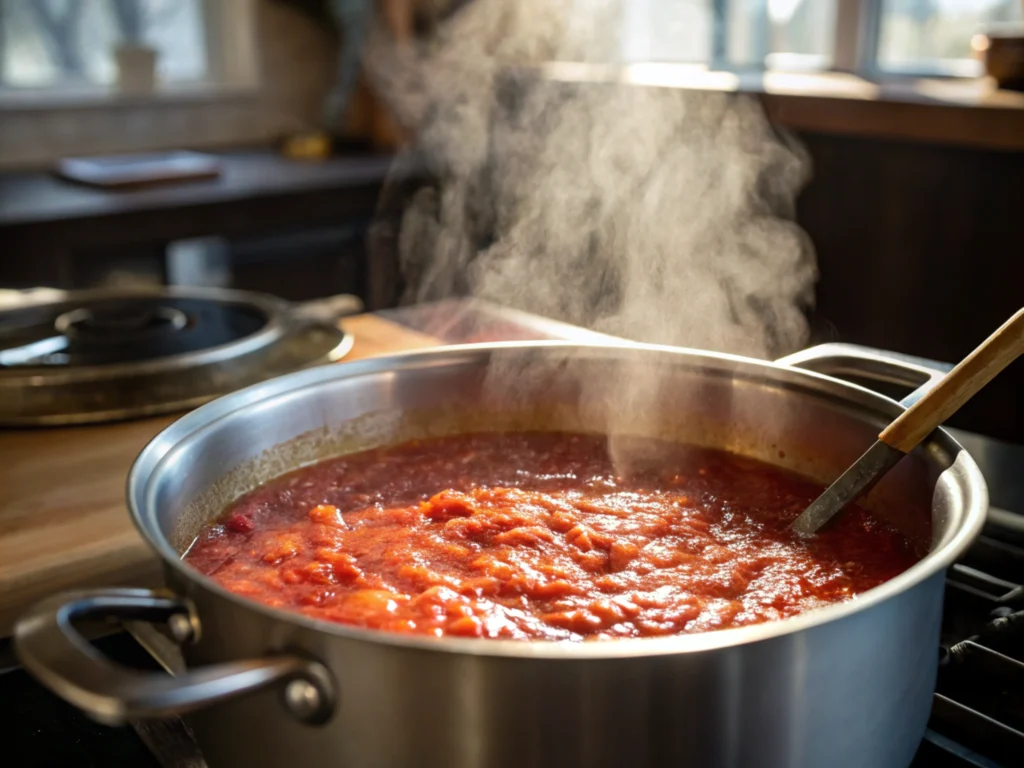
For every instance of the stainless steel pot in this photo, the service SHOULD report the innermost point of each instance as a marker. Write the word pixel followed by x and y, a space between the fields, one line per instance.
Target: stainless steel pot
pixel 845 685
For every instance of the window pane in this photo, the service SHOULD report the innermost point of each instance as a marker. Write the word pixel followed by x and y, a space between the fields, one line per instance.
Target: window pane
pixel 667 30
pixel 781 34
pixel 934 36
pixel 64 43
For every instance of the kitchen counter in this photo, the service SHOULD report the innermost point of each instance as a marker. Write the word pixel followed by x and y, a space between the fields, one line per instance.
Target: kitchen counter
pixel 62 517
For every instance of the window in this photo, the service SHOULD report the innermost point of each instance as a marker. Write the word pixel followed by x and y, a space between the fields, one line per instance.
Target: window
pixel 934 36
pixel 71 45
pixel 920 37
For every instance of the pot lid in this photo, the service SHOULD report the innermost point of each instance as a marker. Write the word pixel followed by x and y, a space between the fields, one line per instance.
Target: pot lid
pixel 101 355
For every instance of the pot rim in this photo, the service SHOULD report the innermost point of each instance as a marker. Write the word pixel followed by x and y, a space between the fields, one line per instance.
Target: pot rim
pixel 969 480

- - - -

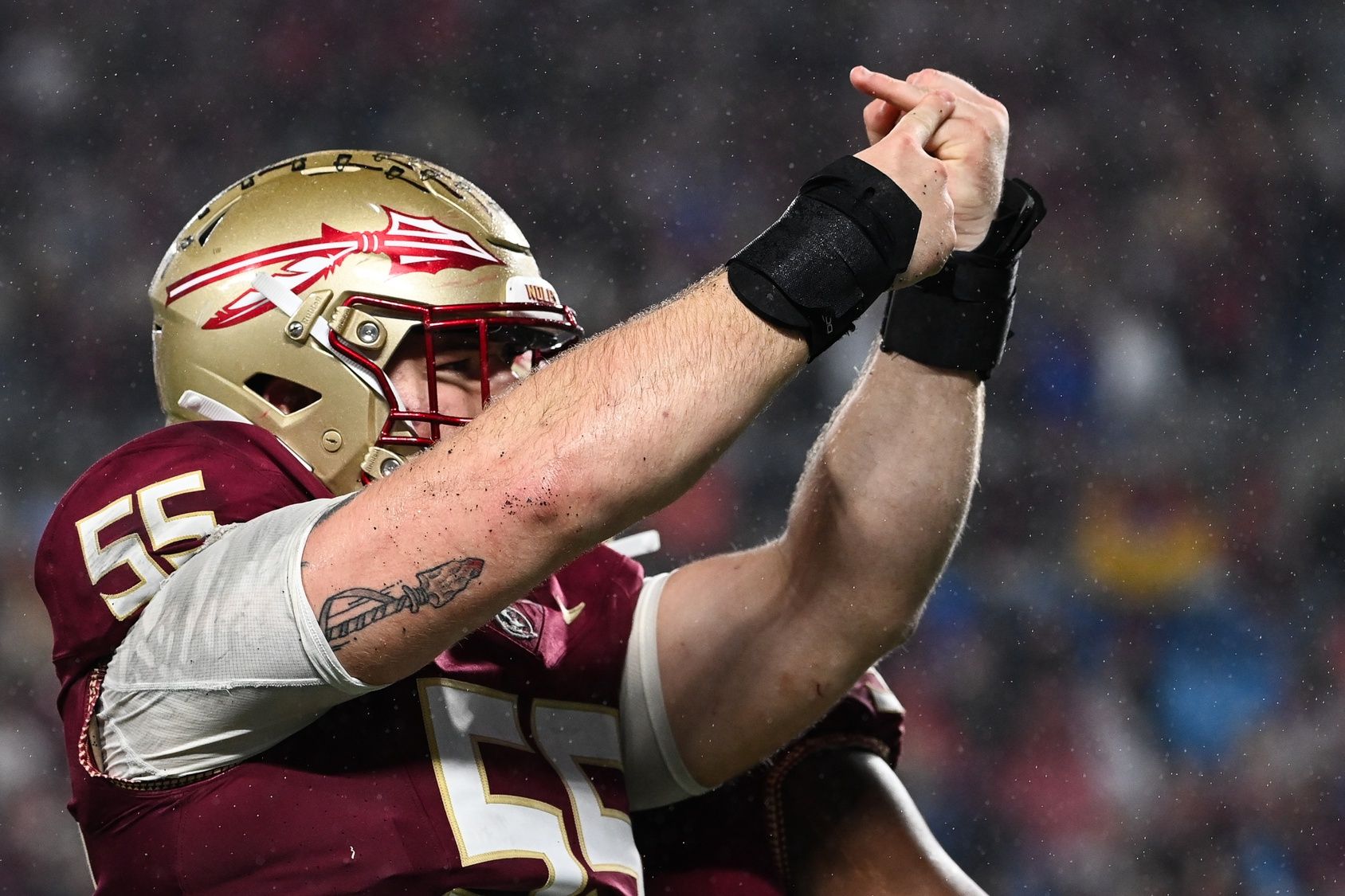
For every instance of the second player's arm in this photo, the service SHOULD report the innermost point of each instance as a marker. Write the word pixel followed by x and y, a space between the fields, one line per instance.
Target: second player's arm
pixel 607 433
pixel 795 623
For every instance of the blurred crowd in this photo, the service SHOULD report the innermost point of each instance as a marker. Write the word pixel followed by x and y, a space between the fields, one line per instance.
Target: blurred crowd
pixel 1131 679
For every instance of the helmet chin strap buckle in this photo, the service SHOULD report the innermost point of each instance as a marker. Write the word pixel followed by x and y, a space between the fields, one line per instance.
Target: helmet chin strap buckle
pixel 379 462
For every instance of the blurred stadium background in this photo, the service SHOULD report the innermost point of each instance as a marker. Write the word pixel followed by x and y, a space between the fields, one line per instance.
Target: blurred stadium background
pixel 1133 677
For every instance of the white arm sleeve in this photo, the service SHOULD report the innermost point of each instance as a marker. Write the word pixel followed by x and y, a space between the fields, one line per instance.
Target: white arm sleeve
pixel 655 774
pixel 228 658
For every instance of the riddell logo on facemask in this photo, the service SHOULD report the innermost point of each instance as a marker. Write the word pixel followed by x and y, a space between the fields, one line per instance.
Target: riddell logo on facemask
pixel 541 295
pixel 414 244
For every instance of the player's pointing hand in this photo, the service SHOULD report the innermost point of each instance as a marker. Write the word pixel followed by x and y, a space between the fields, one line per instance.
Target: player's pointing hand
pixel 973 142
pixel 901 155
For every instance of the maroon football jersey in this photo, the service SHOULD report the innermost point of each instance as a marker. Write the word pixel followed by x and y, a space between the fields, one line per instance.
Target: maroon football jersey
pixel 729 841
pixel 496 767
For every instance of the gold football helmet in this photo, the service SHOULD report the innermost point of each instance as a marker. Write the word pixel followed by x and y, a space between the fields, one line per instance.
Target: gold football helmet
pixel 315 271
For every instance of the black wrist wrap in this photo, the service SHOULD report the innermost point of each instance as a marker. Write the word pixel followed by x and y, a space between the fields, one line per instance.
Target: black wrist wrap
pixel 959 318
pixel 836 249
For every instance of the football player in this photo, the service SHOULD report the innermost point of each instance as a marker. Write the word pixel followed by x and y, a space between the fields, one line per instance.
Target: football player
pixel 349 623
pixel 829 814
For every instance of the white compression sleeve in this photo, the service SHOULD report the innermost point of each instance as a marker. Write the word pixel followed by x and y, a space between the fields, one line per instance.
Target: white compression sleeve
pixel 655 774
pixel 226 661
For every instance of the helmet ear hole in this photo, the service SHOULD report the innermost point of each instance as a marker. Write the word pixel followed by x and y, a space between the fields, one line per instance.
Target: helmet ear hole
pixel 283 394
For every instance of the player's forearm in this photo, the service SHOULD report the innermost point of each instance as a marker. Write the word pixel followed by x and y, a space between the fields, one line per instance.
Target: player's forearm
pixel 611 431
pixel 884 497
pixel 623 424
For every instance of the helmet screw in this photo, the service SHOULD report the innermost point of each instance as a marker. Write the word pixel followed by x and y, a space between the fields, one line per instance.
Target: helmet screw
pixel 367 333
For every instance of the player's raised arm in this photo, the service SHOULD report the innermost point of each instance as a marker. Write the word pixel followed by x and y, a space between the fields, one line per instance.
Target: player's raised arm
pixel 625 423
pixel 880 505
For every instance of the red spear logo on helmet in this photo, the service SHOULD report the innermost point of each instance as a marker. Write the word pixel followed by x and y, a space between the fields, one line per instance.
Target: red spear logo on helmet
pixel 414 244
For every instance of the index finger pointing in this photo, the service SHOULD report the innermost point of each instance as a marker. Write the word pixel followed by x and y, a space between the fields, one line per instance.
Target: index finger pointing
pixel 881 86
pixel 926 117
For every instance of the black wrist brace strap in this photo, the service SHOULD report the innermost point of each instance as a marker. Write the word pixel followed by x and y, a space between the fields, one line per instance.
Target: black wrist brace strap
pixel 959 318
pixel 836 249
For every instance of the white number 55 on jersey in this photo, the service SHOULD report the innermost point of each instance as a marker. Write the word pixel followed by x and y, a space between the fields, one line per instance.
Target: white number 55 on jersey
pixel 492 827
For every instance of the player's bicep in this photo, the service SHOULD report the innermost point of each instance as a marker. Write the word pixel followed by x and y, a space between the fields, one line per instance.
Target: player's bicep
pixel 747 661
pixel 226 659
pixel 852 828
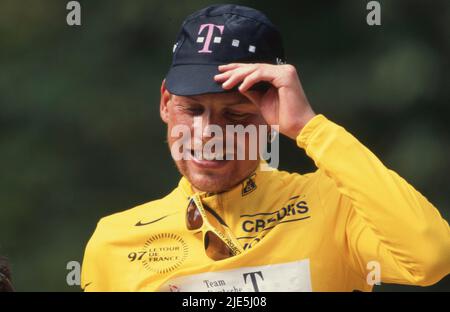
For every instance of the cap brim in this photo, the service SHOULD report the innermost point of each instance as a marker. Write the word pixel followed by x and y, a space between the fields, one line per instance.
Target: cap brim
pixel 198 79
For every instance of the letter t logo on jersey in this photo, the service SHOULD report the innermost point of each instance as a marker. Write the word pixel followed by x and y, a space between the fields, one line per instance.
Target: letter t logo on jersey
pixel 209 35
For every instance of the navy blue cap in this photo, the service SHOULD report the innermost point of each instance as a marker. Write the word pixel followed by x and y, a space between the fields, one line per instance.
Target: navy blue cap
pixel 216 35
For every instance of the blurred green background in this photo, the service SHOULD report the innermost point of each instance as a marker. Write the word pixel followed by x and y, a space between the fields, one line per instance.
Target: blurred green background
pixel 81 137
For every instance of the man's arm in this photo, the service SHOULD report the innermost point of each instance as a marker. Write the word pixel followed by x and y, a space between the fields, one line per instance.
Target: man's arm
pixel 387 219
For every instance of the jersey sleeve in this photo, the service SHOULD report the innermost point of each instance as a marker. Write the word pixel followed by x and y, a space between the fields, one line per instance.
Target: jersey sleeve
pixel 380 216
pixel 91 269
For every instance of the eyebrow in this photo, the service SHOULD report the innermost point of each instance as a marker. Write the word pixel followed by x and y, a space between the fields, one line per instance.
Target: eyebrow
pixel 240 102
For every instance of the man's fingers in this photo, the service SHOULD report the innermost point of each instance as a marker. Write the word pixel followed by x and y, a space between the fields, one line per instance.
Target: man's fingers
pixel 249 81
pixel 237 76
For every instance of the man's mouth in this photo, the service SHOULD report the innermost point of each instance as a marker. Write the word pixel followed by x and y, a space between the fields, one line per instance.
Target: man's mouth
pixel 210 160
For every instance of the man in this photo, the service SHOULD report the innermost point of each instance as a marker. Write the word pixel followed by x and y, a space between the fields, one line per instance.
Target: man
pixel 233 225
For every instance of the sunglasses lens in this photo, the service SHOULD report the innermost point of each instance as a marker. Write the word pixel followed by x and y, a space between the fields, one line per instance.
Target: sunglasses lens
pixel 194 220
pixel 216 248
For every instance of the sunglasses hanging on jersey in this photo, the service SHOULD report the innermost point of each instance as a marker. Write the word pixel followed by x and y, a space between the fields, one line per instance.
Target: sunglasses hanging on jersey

- - - -

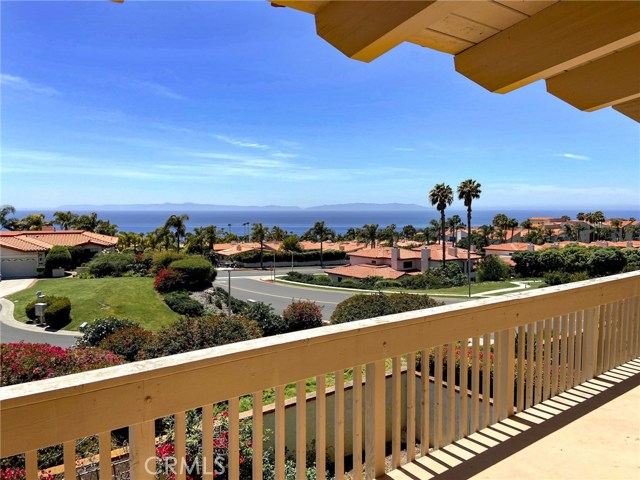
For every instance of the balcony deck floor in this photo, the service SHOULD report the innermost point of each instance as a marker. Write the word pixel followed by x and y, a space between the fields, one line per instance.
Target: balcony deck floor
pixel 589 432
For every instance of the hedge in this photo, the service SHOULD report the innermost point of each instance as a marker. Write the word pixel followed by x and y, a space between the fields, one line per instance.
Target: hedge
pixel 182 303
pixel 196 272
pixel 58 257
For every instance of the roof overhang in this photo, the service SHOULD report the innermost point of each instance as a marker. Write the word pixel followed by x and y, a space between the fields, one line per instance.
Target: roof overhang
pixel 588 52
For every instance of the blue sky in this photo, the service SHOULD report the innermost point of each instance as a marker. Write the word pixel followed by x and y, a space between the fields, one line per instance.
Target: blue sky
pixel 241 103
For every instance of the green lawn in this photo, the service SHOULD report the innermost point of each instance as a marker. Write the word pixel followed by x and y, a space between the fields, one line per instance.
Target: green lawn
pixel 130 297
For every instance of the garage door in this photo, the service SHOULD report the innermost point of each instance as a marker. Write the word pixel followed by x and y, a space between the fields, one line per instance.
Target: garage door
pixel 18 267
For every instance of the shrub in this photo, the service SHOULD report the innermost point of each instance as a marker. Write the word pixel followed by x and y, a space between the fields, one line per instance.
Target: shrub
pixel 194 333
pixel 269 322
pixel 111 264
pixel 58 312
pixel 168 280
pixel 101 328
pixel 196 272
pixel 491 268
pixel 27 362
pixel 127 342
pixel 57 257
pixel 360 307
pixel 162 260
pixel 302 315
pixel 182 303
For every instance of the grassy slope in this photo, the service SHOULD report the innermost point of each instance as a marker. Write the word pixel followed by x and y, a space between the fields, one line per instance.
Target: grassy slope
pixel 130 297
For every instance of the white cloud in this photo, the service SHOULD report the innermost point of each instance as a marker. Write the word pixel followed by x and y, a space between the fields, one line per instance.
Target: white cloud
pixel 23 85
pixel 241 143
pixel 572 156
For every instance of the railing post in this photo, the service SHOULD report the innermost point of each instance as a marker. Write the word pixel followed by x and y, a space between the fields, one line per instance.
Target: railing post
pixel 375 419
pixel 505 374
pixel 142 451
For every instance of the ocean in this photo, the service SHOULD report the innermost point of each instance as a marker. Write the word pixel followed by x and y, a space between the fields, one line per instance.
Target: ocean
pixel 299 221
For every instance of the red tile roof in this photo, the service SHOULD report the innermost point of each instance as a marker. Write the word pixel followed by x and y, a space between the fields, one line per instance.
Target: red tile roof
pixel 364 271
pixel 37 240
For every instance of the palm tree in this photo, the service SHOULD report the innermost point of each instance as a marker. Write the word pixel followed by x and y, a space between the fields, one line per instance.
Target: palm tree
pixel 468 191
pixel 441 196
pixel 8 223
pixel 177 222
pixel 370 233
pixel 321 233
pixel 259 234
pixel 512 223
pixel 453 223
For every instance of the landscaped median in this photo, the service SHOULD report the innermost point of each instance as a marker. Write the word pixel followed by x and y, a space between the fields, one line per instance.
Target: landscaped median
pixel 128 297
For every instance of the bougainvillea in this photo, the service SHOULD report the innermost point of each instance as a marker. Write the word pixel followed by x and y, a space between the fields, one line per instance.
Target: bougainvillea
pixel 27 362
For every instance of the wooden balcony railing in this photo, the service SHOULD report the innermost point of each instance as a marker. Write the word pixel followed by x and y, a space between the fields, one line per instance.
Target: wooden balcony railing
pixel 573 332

- - - -

[What you need to do] Would you please copy, word for word, everything above from the line containing "Target: railing post" down to the line containing "For every instance of the landscaped", those two lines included?

[Solution to this exercise]
Target: railing post
pixel 375 419
pixel 505 374
pixel 142 451
For every instance of the ocean in this photo, the service SHOULD report the innermost point of each instance as a marker. Write the word pixel followed by x and y, a space between the fields, one line per instance.
Target: ocean
pixel 299 221
For every instance of the red tile roof in this photo, the service SHOULD report the innermost point of each instance as a marker. Write the word pixel followed by x and y, a space between the fields, one line per instance.
Target: red tile roof
pixel 364 271
pixel 37 240
For every instance of the palm tree in this photo, the service SHOULD report the innermost point of each instance as a marker. Write the word pixel followed by x and y, a space between the fields, one line per instance.
Target: palm tree
pixel 468 191
pixel 441 196
pixel 8 223
pixel 177 222
pixel 370 233
pixel 321 233
pixel 259 234
pixel 512 223
pixel 453 223
For every instance of the landscaped median in this photo, the service SHOULD report the innermost point of each instance as a marker. Write the word pixel followed by x and y, a space between the fields, one line per instance.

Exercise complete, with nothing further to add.